(Saved entries)

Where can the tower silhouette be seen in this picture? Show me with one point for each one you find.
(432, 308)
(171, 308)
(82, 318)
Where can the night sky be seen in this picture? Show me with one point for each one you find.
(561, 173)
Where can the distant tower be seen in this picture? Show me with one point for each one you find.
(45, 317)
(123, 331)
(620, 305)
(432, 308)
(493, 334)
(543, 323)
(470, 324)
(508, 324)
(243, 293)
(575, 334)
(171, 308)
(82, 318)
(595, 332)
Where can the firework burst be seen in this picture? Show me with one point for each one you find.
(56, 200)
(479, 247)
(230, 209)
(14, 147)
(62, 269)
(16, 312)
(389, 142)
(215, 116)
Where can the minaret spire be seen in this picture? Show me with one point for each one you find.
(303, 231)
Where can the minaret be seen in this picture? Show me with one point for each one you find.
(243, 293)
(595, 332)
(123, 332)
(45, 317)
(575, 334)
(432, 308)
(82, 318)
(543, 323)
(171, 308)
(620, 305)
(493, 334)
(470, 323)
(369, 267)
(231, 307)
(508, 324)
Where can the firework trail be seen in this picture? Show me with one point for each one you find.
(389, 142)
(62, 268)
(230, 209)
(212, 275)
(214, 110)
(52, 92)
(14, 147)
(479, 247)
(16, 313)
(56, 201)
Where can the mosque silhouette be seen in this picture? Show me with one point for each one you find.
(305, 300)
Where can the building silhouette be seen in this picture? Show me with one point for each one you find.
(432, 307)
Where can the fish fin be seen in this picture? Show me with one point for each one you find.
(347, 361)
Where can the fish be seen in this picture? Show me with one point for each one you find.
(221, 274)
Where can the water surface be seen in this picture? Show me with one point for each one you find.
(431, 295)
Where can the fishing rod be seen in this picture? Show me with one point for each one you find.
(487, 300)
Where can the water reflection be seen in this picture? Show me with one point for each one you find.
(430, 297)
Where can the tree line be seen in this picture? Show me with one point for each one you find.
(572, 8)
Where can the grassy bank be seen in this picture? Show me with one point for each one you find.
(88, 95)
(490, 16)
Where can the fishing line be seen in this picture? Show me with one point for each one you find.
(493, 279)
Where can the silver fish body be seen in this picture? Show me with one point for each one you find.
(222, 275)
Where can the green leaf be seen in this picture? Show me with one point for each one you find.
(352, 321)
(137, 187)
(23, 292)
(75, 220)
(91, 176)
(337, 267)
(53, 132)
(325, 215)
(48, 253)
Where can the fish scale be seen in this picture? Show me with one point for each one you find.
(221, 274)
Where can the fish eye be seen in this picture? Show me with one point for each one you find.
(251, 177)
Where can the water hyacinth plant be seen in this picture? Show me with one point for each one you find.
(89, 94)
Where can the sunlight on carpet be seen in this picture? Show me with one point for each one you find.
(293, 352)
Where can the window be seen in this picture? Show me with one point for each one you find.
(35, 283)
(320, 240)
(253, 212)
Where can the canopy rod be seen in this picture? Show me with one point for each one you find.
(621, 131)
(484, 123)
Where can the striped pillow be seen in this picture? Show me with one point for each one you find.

_Assignment_
This exercise calls for the lines from the one holding "Where can the canopy" through the end of the entries, transcribed exactly and with nothing more.

_Written answer_
Where can the canopy rod be seen in this picture? Show me with one point for each one you find.
(621, 131)
(484, 123)
Where can the striped pillow be seen in this picture? Show me with one point for each one you find.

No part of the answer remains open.